- AIM OF THE EXERCISE:
Turn the material from its first line through the line containing "top-left (254, 80), bottom-right (450, 178)", inclusive, into a Markdown table with the columns Row and Line, leaving out blank lines.

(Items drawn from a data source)

= = = = =

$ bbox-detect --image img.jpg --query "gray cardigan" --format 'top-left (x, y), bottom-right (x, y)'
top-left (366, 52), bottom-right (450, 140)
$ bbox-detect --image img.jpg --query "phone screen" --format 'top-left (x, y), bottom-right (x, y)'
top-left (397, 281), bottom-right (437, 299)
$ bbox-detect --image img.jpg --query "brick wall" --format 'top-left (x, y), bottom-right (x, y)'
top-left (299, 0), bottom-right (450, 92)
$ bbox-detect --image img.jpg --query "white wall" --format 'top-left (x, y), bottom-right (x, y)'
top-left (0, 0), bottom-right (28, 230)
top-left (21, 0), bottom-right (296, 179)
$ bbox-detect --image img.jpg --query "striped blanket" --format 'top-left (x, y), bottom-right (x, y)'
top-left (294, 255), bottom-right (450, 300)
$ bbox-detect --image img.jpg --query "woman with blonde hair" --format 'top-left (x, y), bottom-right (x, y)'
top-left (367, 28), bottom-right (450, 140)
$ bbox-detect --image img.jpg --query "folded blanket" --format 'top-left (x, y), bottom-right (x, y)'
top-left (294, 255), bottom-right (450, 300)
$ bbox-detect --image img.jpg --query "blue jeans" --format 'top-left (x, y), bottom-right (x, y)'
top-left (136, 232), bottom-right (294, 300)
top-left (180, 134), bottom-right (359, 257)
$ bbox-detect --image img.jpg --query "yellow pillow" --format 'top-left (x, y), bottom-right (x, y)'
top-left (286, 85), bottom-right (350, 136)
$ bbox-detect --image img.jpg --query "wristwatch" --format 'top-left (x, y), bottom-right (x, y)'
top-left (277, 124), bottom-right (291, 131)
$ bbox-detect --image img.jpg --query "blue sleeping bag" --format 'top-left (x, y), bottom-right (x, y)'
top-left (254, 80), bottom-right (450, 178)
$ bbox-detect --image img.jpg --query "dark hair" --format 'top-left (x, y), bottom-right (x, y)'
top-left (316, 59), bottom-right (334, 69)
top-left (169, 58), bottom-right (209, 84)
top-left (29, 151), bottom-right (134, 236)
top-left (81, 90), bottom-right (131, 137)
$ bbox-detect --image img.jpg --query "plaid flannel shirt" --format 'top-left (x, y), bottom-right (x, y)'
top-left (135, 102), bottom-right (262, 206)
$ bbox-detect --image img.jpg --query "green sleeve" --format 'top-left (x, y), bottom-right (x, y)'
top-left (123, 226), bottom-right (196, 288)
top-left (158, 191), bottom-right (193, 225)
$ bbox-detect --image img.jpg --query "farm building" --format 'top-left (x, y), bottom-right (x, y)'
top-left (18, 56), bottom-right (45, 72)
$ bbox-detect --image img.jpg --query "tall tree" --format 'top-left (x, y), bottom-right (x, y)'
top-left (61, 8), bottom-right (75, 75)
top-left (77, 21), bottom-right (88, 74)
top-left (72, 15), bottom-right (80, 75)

= = = = =

- RESPONSE:
| Row | Line |
|---|---|
| 1 | $ bbox-detect --image img.jpg --query "gray cardigan" --format 'top-left (x, y), bottom-right (x, y)' |
| 2 | top-left (366, 52), bottom-right (450, 140) |
| 3 | $ bbox-detect --image img.jpg --query "phone screen" --format 'top-left (x, y), bottom-right (x, y)' |
| 4 | top-left (397, 281), bottom-right (437, 299) |
| 5 | $ bbox-detect --image img.jpg --query "brick wall" --format 'top-left (x, y), bottom-right (x, y)' |
| 6 | top-left (299, 0), bottom-right (450, 92) |
| 7 | $ bbox-detect --image img.jpg --query "white wall" --format 'top-left (x, y), bottom-right (x, y)' |
| 8 | top-left (0, 0), bottom-right (28, 230) |
| 9 | top-left (21, 0), bottom-right (296, 179) |
| 10 | $ bbox-detect --image img.jpg --query "striped blanket" --format 'top-left (x, y), bottom-right (x, y)' |
| 11 | top-left (294, 255), bottom-right (450, 300) |
| 12 | $ bbox-detect --image img.jpg --query "woman with blonde hair" --format 'top-left (x, y), bottom-right (x, y)' |
| 13 | top-left (367, 28), bottom-right (450, 140) |
| 14 | $ bbox-detect --image img.jpg --query "folded blanket" --format 'top-left (x, y), bottom-right (x, y)' |
| 15 | top-left (294, 255), bottom-right (450, 300) |
| 16 | $ bbox-detect --image img.jpg --query "blue jeans" --format 'top-left (x, y), bottom-right (x, y)' |
| 17 | top-left (136, 232), bottom-right (294, 300) |
| 18 | top-left (180, 134), bottom-right (359, 257) |
| 19 | $ bbox-detect --image img.jpg --query "yellow pillow" --format 'top-left (x, y), bottom-right (x, y)' |
| 20 | top-left (286, 85), bottom-right (350, 136) |
| 21 | $ bbox-detect --image img.jpg --query "wristwatch" --format 'top-left (x, y), bottom-right (x, y)' |
| 22 | top-left (277, 124), bottom-right (291, 131) |
| 23 | $ bbox-detect --image img.jpg --query "blue sleeping bag" --format 'top-left (x, y), bottom-right (x, y)' |
| 24 | top-left (254, 80), bottom-right (450, 178) |